• [Things to do]
- 1) According to the remembrance post, what illness caused the writer's mother's death?
- 2) Which people does the remembrance post say often tell the writer that he is sick?
- 3) Reproduce the remembrance post word for word, from "In a way, I" to "way, I suppose.", inclusive.

• [Given passage]
* * * * *
Many students--are you reading this Alicia?--have raised the issue of my personality--sarcastic, teasing, sometimes mocking. I tell them that its because I love 'em. I would never behave that way with strangers or acquaintances I have no special affinity for.
Well, I have a story to explain this, a story I told back in my Xanga days.
Originally posted 2004.03.24.
Remembering
Two years ago today, my mother died. She died of cancer, specifically non-Hodgkin's lymphoma. I have never really come to terms with it. At least, it doesn't seem like I have. I stayed with her in the hospital through her last days, talking to her, trying to soothe her fears of reaching the end. And her ultimate death saddened me greatly. But I never cried, I never went through some kind of depression or mourning. And I've never been able to figure this out. Is something wrong with me?
When she passed, I merely accepted her death as another process of life that we all go through. Our mortality is something we cannot avoid. But still, it bothers me. Why didn't I cry at her funeral? Why didn't I fall into some kind of mournful depression, at least for a few weeks? Is something wrong with me?
I thought about this virtually everyday for the first year after her death, and off-and-on since. Sometimes for a fleeting few moments, other times for hours lying in bed. I often find myself attributing my attitude to her first heart attack in 1989. Back then, I was totally unprepared for death. I remember being in the hospital with my siblings, wondering, What the fuck are we going to do if she dies? After two surgeries, I took a leave of absence from school and stayed with her to help her recover--my dad was 77 and in no shape to take care of her. During this time, I had many opportunities to talk with her about death and it soon became just another topic of conversation. Something that was a part of our lives, something that we couldn't avoid, something we had to accept.
On special days, like today, or her birthday or Christmas, I will leave an offering to her at a kind of mini-shrine at my house. M will make chirashi-zushi, mom's favorite, and I will leave a glass of wine or sake for her--my mother loved to drink, a pastime we often indulged in together. And I often end up talking to her, or at least to her photos. It's kind of weird. I never talk to her in my heart or in other places. Only when I am looking at her photos. Often out loud. She probably thinks I'm weird, as perhaps you do, too.
In a way, I guess she is still alive to me. Perhaps, I am mentally unstable because by talking to her as if she were still alive, I seem to refuse to accept that she is dead. Whatever. I will deal with it in my own way, I suppose.
In any event, in memory of my mother, I would like to relate to you a story that might explain me, or my sense of humor. My friends, my wife, my students often tell me I'm sick, that I am overly sarcastic--to the point of sounding cynical--and have a sense of humor that often seems mean and base. They are right, of course. I hate to point a finger at the dead, but my mother does have to take some of the responsibility, I think.
* * * * *
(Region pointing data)

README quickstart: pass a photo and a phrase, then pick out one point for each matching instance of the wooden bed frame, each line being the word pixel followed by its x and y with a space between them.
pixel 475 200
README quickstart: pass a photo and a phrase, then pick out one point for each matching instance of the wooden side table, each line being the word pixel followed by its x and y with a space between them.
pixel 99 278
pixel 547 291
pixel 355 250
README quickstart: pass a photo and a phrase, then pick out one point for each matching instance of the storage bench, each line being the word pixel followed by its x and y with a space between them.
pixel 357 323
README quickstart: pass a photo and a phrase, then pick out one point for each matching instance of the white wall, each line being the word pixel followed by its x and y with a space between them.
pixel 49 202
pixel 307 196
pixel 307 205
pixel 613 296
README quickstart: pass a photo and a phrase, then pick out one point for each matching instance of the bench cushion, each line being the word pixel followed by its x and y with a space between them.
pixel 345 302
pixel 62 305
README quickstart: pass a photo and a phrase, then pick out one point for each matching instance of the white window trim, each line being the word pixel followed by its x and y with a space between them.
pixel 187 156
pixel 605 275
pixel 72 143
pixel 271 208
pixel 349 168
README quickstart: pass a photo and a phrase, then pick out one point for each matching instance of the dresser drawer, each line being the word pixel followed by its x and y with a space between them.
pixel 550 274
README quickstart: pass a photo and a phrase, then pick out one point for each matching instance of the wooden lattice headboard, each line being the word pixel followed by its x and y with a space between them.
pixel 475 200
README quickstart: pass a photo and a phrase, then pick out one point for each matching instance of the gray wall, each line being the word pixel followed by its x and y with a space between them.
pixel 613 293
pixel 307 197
* * * * *
• [Solutions in order]
- 1) Cancer, specifically non-Hodgkin's lymphoma.

- 2) His friends, his wife, and his students.

- 3)
In a way, I guess she is still alive to me. Perhaps, I am mentally unstable because by talking to her as if she were still alive, I seem to refuse to accept that she is dead. Whatever. I will deal with it in my own way, I suppose.